Testo da leggere.
────────
Oggigiorno sono tantissime le persone che nella propria vita sentono la mancanza di emozioni come la felicità, la tranquillità e l’entusiasmo, ma al tempo stesso hanno il terrore di essere felici, temono le emozioni piacevoli e, in modo più o meno consapevole, mettono in atto comportamenti di auto-sabotaggio per proteggersi. La paura della felicità è chiamata Cherofobia e potrebbe essere assimilata ad un meccanismo di difesa dalle emozioni comunemente considerate positive, ma vissute dal cherofobico come momento di estrema vulnerabilità.
Sebbene non sia inserita nel DSM-5, il manuale diagnostico dei disturbi mentali, in psicologia la Cherofobia è definita come una forma di ansia anticipatoria. Per questo motivo, essa rappresenta la conseguenza di vivere la felicità come una minaccia da cui difendersi. Chi è affetto da tale fobia è convento che:
Se vivi una grande felicità, ti aspetta dietro l’angolo una tragedia.
La cherofobia potrebbe essere confusa con la depressione, ma in realtà il cherofobico ha paura di essere infelice e quindi evita, preventivamente, tutto ciò che potrebbe renderlo gioioso, temendo che il meccanismo che porta felicità gli si possa ritorcere contro. La paura di essere felici in amore può portare a non investire nelle proprie relazioni, mettendo in atto dinamiche di controdipendenza affettiva e creando solo legami superficiali per la paura di star bene.
A volte le persone cherofobiche possono anche sentirsi in colpa di essere felici, sperimentando un’emozione secondaria negativa che va a demolire qualsiasi emozione piacevole. La paura di essere felici, come una fobia, porta ad evitare ad ogni costo lo stimolo temuto, che in questo caso non è qualcosa di esterno, ma uno stato emotivo interno.
────────
Secondo il testo sulla cherofobia, come viene definita la cherofobia in psicologia?

Voci archiviate da una raccolta
────────
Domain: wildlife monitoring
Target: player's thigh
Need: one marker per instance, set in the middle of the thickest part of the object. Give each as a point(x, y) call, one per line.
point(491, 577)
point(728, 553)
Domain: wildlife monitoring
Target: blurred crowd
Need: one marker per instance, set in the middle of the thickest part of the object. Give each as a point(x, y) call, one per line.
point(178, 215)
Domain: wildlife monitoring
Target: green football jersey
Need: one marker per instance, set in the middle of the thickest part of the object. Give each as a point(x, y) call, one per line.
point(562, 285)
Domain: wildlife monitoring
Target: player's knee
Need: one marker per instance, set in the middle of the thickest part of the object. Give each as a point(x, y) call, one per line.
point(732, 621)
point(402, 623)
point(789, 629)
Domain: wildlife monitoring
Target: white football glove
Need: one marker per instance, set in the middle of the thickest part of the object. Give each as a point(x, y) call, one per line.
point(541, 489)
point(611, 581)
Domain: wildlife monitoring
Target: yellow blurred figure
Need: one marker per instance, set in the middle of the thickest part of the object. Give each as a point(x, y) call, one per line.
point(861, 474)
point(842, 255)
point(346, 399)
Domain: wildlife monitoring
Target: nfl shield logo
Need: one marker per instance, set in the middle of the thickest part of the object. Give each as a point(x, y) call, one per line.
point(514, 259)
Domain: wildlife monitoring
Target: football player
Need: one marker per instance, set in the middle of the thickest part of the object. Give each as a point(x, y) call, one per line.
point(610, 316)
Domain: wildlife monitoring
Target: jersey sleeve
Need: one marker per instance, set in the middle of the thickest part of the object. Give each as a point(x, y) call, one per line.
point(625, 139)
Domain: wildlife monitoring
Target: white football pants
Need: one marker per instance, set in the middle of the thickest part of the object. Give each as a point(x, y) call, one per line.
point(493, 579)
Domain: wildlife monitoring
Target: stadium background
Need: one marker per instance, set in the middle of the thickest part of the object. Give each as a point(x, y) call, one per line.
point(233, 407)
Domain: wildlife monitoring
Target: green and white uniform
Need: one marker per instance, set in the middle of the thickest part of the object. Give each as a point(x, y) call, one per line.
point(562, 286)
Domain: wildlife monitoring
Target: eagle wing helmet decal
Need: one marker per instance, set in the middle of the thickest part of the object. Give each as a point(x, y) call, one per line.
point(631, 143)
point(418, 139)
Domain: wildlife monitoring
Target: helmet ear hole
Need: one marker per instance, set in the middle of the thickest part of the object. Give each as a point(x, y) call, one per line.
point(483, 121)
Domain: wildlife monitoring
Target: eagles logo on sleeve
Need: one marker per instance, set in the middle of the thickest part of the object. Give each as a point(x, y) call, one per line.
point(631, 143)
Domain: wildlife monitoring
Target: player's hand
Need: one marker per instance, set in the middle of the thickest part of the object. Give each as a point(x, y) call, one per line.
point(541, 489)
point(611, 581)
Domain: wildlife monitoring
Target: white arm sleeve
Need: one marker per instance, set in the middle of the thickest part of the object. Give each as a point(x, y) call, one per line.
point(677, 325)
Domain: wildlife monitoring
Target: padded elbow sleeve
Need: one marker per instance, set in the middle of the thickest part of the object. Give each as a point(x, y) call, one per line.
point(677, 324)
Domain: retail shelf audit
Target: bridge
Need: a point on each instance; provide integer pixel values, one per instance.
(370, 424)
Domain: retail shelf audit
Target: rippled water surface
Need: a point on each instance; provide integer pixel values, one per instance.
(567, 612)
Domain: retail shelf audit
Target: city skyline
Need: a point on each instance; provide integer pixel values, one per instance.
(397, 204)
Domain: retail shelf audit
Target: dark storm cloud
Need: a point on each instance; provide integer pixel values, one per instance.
────────
Risposta. Come una forma di ansia anticipatoria.